Excerpt provided:
Does anyone remember a time before color photographs?
When photography began to flourish in the early 1900s, the camera produced only black and white images. However, a desire stirred inside many people, like physicist James Clerk Maxwell, who wrote about the first technique used to color photographs in 1855. Through his work, other photography enthusiasts were able to develop the capacity to capture life in living colors.
Maxwell predicted that it was possible to capture the essence of a photograph—the arrangement of color—in a time when only black and white photographs were produced. He wrote about color vision; a study to advance the concept that color identified by both human brains and machines is based on the wavelengths of light that reflect, emit, or transmit color signals. Maxwell found that a wide range of colors could be created by mixing only three pure colors of light: red, green, and blue. This manipulation of color had to be done in proportional amounts to stimulate the three types of cells the same way “real” colors did. In his writing, Maxwell used black and white photography as an analogy for his findings.
Maxwell’s Analogy:
If three black and white photographs were taken of the same setting through red, green, and blue filters, then made into transparencies (also known as negatives or slides), one could project light through these filters and superimpose them into a single image on a screen. The result would be an image that reproduced all of the colors seen in the original setting, not just red, green, and blue.

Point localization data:
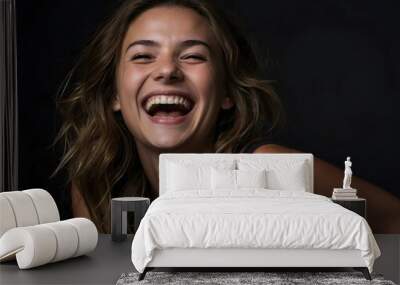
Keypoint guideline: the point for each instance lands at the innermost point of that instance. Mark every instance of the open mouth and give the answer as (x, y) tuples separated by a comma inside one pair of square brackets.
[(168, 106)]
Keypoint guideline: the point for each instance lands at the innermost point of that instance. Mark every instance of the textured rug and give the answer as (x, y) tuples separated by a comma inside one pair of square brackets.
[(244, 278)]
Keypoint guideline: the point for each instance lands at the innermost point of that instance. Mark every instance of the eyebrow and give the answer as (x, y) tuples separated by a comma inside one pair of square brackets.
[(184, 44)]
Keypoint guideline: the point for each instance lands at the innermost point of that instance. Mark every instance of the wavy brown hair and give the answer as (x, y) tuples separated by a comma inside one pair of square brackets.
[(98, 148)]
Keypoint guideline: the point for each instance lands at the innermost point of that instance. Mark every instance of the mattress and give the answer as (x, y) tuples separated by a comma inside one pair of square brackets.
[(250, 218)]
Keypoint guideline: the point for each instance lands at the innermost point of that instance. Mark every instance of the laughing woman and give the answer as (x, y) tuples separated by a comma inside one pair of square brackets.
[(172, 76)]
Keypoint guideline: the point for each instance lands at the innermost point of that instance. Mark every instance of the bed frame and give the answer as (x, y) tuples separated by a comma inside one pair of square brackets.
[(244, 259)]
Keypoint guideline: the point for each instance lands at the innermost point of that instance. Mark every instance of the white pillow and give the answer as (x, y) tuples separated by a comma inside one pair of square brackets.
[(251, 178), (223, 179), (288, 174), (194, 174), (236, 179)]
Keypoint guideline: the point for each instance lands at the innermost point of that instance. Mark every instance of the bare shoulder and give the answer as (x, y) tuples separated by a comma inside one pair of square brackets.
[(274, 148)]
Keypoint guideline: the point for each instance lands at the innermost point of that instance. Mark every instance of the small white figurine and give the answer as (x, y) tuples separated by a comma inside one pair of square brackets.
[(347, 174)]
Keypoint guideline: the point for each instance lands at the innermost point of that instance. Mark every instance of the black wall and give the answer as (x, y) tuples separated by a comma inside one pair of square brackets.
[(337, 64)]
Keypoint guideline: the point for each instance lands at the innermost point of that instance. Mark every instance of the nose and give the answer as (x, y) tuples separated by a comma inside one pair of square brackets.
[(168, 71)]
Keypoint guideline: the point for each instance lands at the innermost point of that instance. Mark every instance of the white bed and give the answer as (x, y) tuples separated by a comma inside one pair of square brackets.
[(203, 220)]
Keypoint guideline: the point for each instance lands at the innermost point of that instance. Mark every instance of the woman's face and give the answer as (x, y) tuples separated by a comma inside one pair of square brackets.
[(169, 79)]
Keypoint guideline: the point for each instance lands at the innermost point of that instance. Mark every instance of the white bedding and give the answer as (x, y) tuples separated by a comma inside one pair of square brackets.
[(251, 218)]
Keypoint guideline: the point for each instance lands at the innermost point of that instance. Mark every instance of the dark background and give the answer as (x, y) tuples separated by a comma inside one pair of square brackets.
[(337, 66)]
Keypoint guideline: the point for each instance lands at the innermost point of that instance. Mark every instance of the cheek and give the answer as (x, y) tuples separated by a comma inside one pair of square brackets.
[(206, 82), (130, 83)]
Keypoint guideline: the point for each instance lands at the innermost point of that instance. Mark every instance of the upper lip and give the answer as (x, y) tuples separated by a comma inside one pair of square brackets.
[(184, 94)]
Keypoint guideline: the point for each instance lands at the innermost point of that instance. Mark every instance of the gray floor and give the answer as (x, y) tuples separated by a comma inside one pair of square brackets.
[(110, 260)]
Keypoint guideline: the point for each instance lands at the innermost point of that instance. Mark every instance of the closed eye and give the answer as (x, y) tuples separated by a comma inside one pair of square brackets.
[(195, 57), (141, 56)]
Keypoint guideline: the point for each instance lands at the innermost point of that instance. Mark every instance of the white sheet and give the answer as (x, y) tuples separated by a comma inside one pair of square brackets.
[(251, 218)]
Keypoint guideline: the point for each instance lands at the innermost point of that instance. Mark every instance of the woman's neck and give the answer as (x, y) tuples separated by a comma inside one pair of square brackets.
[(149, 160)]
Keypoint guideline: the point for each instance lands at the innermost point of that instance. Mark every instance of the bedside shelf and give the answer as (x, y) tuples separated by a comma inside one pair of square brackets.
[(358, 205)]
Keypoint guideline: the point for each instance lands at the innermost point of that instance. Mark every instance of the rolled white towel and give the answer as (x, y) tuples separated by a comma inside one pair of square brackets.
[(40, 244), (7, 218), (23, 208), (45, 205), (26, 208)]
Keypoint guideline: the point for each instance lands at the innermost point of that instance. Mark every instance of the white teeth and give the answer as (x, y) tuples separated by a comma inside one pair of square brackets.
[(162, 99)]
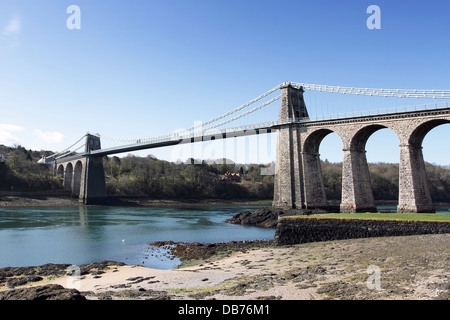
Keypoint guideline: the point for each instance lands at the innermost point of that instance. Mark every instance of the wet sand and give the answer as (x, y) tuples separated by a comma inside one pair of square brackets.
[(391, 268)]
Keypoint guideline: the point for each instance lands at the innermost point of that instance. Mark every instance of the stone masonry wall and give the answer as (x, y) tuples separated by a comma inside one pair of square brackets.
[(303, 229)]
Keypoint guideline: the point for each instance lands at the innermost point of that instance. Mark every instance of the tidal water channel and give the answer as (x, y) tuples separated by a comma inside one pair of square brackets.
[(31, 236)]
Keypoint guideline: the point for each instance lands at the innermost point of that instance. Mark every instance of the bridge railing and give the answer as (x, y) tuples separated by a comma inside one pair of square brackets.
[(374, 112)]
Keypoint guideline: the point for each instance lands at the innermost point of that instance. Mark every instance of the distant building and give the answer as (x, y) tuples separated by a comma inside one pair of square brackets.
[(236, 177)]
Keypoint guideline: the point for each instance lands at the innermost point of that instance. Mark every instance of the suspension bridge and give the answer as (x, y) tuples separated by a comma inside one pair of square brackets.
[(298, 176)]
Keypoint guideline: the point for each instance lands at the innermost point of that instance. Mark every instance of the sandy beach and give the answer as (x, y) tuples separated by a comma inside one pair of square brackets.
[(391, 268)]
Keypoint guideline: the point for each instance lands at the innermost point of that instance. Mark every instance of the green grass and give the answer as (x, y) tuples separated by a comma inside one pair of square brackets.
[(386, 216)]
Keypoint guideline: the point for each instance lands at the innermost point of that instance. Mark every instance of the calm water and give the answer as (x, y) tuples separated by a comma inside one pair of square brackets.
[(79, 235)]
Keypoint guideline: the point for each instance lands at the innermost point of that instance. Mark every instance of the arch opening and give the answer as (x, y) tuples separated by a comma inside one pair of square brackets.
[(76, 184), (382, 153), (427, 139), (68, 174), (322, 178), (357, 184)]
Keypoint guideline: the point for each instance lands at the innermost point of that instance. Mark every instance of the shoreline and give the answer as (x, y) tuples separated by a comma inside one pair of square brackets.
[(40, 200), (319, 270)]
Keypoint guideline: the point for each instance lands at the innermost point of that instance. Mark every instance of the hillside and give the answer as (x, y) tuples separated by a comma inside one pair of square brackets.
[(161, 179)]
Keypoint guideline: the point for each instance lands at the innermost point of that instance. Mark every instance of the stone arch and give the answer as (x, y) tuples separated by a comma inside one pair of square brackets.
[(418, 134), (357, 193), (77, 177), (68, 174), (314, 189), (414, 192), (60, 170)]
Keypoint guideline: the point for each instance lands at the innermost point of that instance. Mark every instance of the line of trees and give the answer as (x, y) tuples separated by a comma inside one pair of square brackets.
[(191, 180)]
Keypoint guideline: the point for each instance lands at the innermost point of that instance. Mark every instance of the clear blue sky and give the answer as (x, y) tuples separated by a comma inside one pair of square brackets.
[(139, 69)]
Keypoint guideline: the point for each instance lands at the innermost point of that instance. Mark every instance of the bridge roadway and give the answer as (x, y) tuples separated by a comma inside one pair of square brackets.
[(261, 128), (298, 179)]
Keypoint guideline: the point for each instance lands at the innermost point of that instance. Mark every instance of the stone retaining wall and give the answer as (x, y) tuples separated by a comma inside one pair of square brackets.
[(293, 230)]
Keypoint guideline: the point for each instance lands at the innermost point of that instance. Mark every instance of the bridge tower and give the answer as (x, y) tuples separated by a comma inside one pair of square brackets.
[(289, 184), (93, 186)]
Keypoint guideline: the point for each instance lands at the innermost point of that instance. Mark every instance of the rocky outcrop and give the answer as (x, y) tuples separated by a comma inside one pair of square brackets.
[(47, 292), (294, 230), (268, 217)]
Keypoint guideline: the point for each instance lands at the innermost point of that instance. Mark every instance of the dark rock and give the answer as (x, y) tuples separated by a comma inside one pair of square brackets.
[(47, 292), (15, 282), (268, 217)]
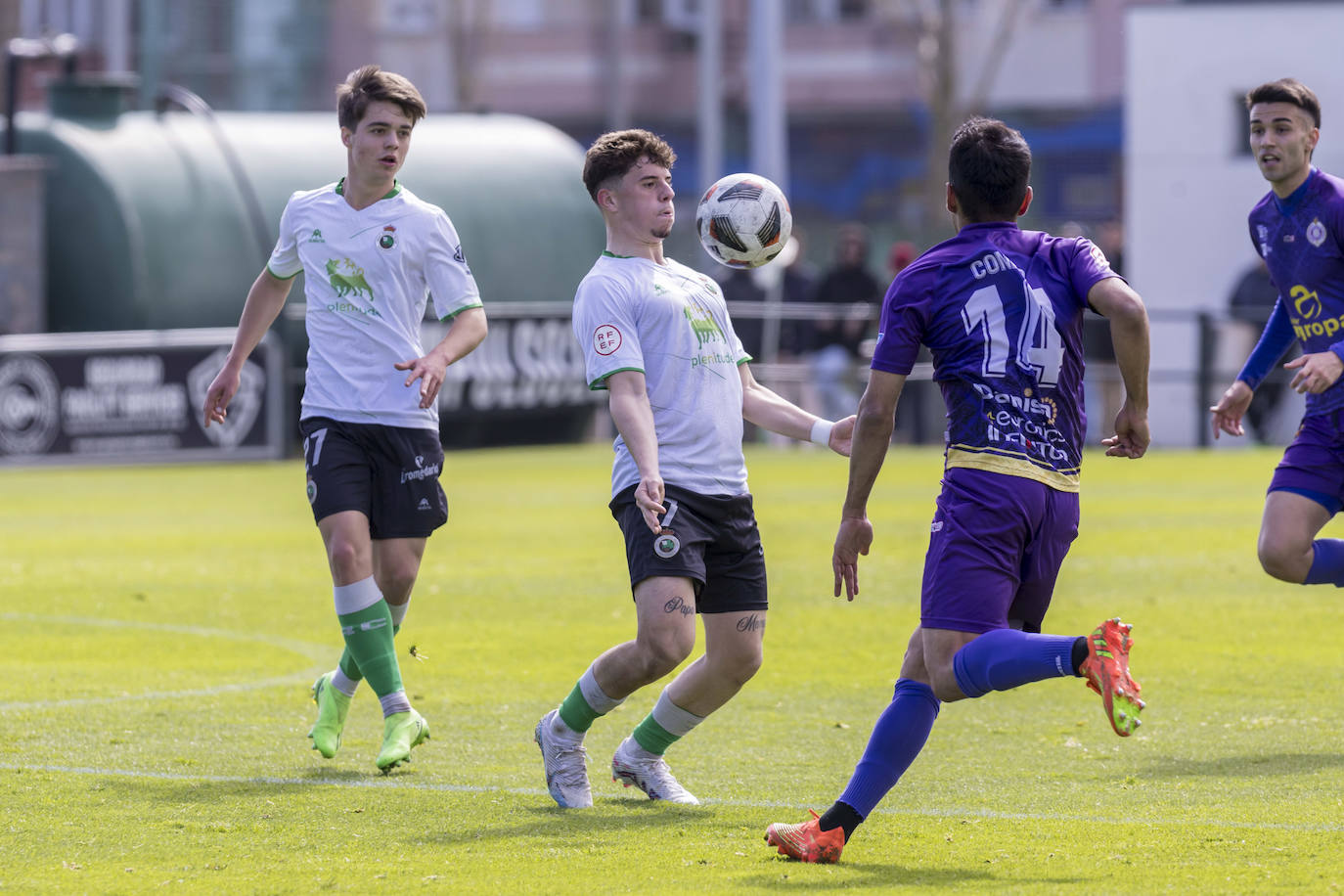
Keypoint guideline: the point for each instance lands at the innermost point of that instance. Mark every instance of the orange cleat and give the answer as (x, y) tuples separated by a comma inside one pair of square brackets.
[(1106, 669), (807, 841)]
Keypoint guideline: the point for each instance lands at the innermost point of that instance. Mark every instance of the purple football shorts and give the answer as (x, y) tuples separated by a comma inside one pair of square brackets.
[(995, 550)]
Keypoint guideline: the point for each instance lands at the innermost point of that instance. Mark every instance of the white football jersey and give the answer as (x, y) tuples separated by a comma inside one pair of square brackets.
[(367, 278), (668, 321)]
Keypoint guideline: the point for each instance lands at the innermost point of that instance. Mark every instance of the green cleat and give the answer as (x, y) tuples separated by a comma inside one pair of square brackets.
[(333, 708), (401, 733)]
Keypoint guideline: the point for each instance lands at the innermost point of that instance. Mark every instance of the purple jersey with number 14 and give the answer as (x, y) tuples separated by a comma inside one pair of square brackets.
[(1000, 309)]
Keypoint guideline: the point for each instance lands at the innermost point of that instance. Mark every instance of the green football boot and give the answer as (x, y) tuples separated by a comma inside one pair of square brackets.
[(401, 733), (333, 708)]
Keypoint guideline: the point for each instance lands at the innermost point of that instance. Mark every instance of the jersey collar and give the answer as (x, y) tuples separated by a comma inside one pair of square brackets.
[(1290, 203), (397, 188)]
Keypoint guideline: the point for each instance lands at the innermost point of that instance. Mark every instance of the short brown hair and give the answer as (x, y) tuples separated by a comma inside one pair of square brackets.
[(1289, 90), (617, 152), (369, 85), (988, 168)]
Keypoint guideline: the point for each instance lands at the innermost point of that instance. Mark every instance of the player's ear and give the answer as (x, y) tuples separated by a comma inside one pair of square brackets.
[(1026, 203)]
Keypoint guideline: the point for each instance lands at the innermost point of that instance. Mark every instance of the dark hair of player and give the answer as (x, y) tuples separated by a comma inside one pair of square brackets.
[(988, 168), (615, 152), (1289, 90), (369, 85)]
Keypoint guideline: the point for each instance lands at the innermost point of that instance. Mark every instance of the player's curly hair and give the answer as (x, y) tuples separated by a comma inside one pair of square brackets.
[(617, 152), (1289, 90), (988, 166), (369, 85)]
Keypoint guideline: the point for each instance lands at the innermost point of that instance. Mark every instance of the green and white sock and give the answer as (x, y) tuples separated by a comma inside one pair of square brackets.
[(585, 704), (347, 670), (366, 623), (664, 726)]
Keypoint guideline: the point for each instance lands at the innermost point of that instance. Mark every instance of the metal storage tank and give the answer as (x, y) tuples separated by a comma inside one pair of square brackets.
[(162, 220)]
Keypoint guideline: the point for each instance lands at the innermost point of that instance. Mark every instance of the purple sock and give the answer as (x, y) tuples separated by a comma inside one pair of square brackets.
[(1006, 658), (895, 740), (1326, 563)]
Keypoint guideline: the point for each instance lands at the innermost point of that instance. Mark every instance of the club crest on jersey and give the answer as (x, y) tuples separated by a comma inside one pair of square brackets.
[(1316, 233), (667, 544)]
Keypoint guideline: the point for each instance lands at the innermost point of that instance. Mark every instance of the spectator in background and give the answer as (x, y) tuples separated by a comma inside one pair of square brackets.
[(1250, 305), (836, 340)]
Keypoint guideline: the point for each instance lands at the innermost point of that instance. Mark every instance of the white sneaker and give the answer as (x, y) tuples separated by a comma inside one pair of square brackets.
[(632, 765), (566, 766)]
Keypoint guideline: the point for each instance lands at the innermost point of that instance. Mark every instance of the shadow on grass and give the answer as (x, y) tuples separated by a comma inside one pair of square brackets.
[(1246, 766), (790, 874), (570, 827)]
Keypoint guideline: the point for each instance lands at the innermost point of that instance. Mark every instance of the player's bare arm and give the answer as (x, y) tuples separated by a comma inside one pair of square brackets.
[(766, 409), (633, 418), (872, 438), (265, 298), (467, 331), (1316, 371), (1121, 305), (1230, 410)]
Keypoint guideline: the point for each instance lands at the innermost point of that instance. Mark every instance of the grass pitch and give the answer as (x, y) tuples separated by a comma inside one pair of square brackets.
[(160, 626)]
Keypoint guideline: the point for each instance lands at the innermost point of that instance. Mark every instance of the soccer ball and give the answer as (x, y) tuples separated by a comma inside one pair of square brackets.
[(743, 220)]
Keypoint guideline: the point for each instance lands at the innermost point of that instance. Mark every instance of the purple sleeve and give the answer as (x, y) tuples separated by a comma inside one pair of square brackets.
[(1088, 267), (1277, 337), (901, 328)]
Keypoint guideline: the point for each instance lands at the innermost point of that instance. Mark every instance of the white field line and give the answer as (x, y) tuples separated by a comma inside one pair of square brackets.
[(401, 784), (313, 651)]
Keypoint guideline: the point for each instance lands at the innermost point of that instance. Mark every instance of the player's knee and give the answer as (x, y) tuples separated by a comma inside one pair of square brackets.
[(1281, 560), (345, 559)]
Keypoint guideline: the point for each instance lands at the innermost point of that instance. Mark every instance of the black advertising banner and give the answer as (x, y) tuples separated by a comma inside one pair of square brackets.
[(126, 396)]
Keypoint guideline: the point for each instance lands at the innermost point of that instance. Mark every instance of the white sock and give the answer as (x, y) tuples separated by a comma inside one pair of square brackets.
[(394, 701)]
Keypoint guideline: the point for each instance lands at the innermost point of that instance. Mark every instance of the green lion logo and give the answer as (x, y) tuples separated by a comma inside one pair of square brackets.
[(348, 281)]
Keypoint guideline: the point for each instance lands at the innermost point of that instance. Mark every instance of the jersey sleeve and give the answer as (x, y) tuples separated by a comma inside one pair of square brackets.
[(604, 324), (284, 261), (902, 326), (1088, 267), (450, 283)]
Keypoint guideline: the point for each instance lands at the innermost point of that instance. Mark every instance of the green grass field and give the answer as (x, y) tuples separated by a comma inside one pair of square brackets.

Exercise tasks:
1: In the passage on the early history of color photography, what three pure colors of light did Maxwell find could be mixed to create a wide range of colors?
2: Carry on the passage about the early history of color photography, picking up after its final sentence.
The point localization data has nothing to do with what is asked here.

Answers to the problems:
1: Red, green, and blue.

2:
At this time, Isaac Newton’s work advancing the fact that all color is influenced by light, was common knowledge. In a similar fashion, Maxwell insisted that eyes see color on the surface of a perceived shade, where millions of intermingled cone cells represent only three colors. Red and blue sit at opposite ends of the spectrum with green planted as a middle region. They signal sensitivities (red) and stimulation (blue) that eyes receive when light shines through particular colors. The process of taking a set of three monochrome “color separations,” was also known as the triple projection method. Maxwell’s analogy was first tested by Thomas Sutton in 1861. However, the experiment did not work and the desire for photographs to represent living colors encouraged other enthusiasts to develop the art of color photography, which picked up steam again in 1890.
Color photography has been around for a little over one hundred years, and look at how far it has come. Flawless colors and mass production of images show how color photography has influenced enthusiasts and much of the world. This, however, is made possible because of the records kept during photograph exposure, like the triple exposure method which was outlined in Maxwell’s analogy. At the end of the appropriate exposure time, analyzing the spectrum of colors into three channels of information, red, green and blue, helped form a method to imitate the way a human eye senses color. The recorded information has been used to reproduce and enhance the original colors by mixing together aspects of the red, green, and blue lights and removing or adding elements of white light.